(Data extracted from a collection)
────────────────

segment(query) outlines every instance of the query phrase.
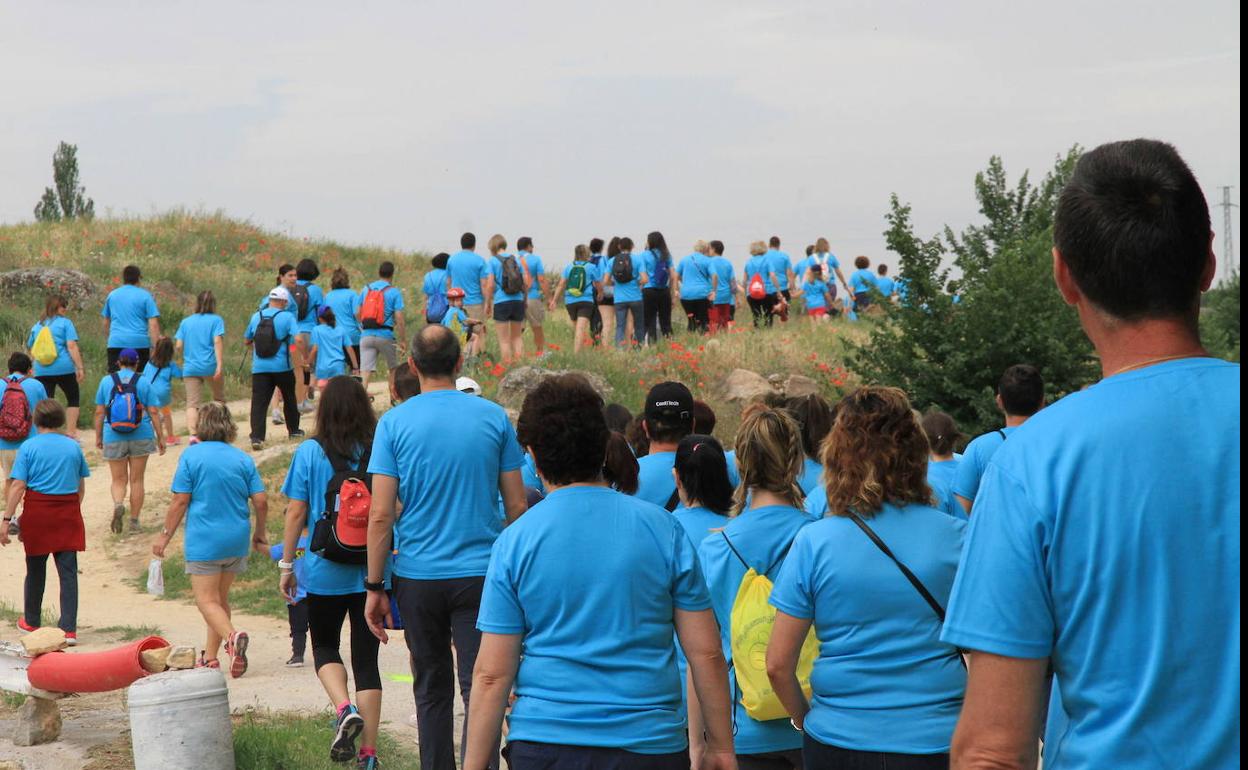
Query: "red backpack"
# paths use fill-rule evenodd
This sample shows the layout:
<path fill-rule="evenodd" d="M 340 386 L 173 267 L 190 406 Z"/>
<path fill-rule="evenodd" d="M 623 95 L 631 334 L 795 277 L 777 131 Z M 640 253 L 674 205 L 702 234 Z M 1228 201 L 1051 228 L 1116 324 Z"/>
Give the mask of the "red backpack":
<path fill-rule="evenodd" d="M 758 273 L 750 279 L 750 285 L 746 289 L 750 295 L 750 299 L 763 299 L 767 296 L 767 284 L 763 283 L 763 277 Z"/>
<path fill-rule="evenodd" d="M 30 399 L 22 390 L 22 380 L 5 379 L 4 396 L 0 397 L 0 439 L 21 441 L 30 435 Z"/>
<path fill-rule="evenodd" d="M 389 287 L 387 287 L 389 288 Z M 386 326 L 386 290 L 369 287 L 360 305 L 360 326 L 365 329 L 389 329 Z"/>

────────────────

_What is needed_
Starting from the line that contains "This sample shows", reproduce each line of the data exactly through the last one.

_The answer_
This sample shows the layout:
<path fill-rule="evenodd" d="M 340 386 L 173 267 L 190 406 Z"/>
<path fill-rule="evenodd" d="M 623 95 L 631 334 L 795 277 L 777 131 Z M 640 253 L 674 205 L 702 234 Z M 1228 201 L 1051 228 L 1116 324 Z"/>
Give the mask of the "red backpack":
<path fill-rule="evenodd" d="M 758 273 L 750 279 L 750 285 L 746 289 L 750 295 L 750 299 L 763 299 L 767 296 L 767 284 L 763 283 L 763 277 Z"/>
<path fill-rule="evenodd" d="M 30 399 L 22 390 L 22 380 L 5 379 L 4 396 L 0 397 L 0 439 L 21 441 L 30 435 Z"/>
<path fill-rule="evenodd" d="M 389 287 L 387 287 L 389 288 Z M 386 326 L 386 290 L 369 287 L 360 305 L 360 326 L 365 329 L 389 329 Z"/>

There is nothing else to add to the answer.